Text extract =>
Projections have the Cavaliers as one of the top eight national seeds, as high as No. 4 in one forecast. With six ACC teams (UNC, UVa, N.C. State, Florida State, Clemson, Virginia Tech) considered in the 64-team field and two others (Miami, Georgia Tech) on the bubble, that’s a pretty strong statement for the Wahoos.
While those projections are in the back of O’Connor’s mind as well as his staff and team, he won’t mention it. He doesn’t have to.
“It’s human nature to think about what if we finish strong, where could we be,” the UVa skipper said. “The players read the internet and see that if Virginia finishes strong that we could be a top eight seed.
“I don’t talk about it because this game is too much pressure to play anyways, and you can’t play for those reasons,” O’Connor said.
However, he and his coaching staff have been around long enough to know what it takes and are working hard to give the Cavaliers every chance to fulfill those goals.
“Where we are right now, we have done everything we could right up until the exam break,” O’Connor said. “Could we have won the Virginia Tech and Georgia Tech series and helped our cause? Sure. But there are other games we’ve won that we could have lost.”
The Cavaliers also boast two big-time sweeps of N.C. State and Florida State.
A lot of baseball fans outside of Charlottesville, outside the ACC, didn’t expect Virginia to be this good. They don’t know O’Connor & Co.
Of all the 10 teams he’s fielded at UVa, this is probably different than all the rest for a variety of reasons.
For such a young team, this squad perhaps by osmosis, has learned from some former Cavalier teams to never give up.
“I’ve been really impressed with the competitiveness, the fight in this team,” O’Connor said. “So many games we’ve come from behind and given ourselves a chance to win. Having a young team can lend itself to that. A lot of them don’t know any better than to just go out and compete.”
It is also a team that while it has had consistent and good pitching, it has overwhelmed opponents from the mound. O’Connor’s mind flashes back to 2011 when he boasted Danny Hultzen, Will Roberts and Tyler Wilson.
“Hultzen and Roberts both had an ERA under 2.00 and they threw over 100 innings,” the coach said. “Wilson was phenomenal. We haven’t had that kind of consistency but when we haven’t gotten a consistent start, the bullpen has picked it up and we’ve figured out offensively how to win.”
Now, here comes Duke, hoping to play spoiler, to knock the Cavaliers down a peg or two, and make a statement for its own program. All the Wahoos need to remember is how bitter that loss was to Appy State last year and realize the Duke threat is real.
O’Connor believes this team has everything it takes to compete for the ACC championship in Durham at month’s end, to win a regional championship, and beyond.
Last year’s ending haunted him for weeks. There’s no room for ghosts this time around.

Dataset rows =>
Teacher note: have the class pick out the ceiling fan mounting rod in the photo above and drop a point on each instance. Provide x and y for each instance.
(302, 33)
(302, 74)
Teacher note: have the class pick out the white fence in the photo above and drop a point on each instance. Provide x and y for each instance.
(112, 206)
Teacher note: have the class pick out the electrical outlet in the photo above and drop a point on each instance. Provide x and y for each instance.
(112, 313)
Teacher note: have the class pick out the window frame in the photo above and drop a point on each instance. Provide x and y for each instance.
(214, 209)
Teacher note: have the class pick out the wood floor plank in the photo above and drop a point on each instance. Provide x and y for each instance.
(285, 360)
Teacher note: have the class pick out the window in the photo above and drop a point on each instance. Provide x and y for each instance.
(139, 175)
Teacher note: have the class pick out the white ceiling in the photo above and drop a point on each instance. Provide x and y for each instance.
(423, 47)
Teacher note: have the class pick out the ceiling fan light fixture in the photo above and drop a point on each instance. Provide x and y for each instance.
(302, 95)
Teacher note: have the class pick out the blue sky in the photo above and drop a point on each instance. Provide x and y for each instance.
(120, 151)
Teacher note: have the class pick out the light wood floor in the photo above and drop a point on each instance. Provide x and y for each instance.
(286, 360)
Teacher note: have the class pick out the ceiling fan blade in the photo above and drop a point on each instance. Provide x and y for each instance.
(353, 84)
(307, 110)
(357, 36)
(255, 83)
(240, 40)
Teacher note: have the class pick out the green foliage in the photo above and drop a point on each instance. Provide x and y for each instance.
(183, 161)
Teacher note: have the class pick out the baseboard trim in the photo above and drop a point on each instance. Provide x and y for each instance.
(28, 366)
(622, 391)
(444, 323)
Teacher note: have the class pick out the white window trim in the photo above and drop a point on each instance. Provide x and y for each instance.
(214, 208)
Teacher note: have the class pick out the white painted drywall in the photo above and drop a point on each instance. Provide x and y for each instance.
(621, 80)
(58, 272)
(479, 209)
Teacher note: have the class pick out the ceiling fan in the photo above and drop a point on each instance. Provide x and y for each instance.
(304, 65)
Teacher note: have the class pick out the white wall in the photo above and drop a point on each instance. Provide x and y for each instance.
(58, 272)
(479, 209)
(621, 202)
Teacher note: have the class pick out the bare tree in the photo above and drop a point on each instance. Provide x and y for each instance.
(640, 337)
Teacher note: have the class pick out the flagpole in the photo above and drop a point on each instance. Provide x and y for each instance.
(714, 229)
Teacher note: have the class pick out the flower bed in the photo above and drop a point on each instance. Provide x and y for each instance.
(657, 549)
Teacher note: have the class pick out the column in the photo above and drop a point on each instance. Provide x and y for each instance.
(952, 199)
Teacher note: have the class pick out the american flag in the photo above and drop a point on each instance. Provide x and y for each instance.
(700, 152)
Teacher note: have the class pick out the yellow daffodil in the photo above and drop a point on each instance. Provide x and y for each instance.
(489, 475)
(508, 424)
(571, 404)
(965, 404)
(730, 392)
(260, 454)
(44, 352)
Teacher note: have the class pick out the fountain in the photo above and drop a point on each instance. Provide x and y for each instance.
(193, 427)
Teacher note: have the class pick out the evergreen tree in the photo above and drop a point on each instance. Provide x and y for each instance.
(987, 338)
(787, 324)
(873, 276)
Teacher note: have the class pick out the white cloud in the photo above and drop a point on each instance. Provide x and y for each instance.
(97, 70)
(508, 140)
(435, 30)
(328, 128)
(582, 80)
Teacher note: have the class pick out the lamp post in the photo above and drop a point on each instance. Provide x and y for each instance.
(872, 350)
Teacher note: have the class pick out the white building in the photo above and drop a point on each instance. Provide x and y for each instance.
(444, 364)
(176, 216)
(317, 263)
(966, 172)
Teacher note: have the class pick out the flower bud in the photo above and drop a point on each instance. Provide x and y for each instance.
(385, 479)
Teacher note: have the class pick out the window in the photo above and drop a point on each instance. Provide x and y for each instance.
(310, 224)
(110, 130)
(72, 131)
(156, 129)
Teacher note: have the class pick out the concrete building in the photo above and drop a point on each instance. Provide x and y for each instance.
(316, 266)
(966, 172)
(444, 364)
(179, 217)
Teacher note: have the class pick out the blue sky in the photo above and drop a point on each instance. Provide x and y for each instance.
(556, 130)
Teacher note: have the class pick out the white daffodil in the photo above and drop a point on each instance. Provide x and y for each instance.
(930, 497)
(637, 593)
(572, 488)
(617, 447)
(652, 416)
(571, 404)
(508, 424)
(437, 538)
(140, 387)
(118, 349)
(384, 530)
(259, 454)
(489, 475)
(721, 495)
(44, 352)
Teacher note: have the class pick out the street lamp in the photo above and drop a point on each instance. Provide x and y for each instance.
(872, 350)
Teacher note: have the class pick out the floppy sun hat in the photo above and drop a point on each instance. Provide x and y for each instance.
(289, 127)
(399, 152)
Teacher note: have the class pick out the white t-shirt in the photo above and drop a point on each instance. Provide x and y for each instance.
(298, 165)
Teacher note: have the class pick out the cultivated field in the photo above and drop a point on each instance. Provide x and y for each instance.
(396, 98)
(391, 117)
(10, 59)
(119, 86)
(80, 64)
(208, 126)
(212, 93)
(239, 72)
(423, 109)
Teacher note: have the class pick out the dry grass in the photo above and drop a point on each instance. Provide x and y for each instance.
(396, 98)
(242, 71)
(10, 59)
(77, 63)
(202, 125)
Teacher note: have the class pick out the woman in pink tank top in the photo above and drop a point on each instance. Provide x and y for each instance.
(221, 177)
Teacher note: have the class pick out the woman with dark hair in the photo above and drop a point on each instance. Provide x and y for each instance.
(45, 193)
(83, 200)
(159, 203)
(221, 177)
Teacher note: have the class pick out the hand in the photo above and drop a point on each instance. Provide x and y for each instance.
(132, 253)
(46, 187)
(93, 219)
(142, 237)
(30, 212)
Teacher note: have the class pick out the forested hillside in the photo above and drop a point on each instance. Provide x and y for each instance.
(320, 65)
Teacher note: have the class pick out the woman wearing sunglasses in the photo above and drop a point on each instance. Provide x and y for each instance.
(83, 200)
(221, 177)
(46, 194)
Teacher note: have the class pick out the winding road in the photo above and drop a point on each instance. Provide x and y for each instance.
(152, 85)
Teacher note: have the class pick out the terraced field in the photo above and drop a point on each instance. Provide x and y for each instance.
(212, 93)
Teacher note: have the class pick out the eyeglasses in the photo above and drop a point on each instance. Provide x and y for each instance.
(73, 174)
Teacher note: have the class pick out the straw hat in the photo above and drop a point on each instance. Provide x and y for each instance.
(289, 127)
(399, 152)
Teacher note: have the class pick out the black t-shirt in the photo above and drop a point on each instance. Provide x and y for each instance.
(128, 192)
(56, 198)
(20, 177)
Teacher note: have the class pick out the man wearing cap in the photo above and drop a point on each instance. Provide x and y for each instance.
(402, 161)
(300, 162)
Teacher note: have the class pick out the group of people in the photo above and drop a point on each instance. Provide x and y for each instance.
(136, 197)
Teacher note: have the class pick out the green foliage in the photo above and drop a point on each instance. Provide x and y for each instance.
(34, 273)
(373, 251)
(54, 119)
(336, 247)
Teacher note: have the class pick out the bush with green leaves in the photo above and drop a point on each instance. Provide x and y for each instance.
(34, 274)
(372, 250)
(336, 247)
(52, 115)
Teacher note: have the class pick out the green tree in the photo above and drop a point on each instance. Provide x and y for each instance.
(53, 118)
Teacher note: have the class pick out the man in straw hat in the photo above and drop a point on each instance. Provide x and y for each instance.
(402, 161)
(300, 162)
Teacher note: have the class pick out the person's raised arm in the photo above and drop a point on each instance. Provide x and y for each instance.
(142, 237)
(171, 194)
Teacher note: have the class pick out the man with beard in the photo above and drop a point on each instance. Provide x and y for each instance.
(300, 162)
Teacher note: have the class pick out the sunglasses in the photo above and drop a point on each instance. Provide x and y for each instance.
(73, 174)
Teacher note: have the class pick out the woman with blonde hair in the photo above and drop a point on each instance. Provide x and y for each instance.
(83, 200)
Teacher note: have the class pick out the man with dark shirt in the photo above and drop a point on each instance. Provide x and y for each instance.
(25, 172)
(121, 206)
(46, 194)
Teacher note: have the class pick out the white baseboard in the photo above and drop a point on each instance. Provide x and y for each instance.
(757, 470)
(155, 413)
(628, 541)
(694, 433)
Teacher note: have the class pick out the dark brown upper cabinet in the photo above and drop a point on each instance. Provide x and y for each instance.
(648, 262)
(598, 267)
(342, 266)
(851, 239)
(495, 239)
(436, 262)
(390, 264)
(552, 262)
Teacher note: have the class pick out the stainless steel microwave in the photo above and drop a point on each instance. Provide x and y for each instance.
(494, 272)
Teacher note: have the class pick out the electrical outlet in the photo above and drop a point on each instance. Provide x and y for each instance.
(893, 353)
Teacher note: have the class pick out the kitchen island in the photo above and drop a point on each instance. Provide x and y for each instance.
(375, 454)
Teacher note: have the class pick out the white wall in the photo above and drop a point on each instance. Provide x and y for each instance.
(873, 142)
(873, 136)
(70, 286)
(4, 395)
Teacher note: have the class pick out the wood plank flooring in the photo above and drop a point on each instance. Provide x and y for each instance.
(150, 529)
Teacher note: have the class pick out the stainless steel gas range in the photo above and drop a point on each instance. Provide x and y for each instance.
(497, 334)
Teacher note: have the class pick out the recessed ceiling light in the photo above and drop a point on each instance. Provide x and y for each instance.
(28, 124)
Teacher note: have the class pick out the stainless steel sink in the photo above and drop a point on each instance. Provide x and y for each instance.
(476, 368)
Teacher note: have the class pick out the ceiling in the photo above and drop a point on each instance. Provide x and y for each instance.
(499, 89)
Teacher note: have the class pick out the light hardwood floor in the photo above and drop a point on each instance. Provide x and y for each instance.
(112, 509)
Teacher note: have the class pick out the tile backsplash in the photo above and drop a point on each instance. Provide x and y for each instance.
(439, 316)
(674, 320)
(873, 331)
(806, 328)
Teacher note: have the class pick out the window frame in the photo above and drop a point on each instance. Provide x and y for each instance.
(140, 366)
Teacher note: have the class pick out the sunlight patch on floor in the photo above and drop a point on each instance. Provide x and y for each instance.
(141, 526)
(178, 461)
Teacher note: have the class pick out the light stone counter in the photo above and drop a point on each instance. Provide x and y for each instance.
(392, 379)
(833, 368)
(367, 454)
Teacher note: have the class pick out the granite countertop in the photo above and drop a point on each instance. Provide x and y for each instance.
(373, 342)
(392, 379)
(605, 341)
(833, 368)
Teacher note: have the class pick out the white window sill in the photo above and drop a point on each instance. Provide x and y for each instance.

What to do =>
[A] Answer the following questions using the article on Virginia baseball.
(i) How many ACC teams are considered in the 64-team field?
(ii) Which three pitchers does O'Connor recall from 2011?
(iii) Which two teams did the Cavaliers sweep?
[B] Reproduce the stretch of the article on Virginia baseball from "O’Connor believes this" through "this time around.".

Exercise answers =>
[A]
(i) Six.
(ii) Danny Hultzen, Will Roberts and Tyler Wilson.
(iii) N.C. State and Florida State.

[B]
O’Connor believes this team has everything it takes to compete for the ACC championship in Durham at month’s end, to win a regional championship, and beyond.
Last year’s ending haunted him for weeks. There’s no room for ghosts this time around.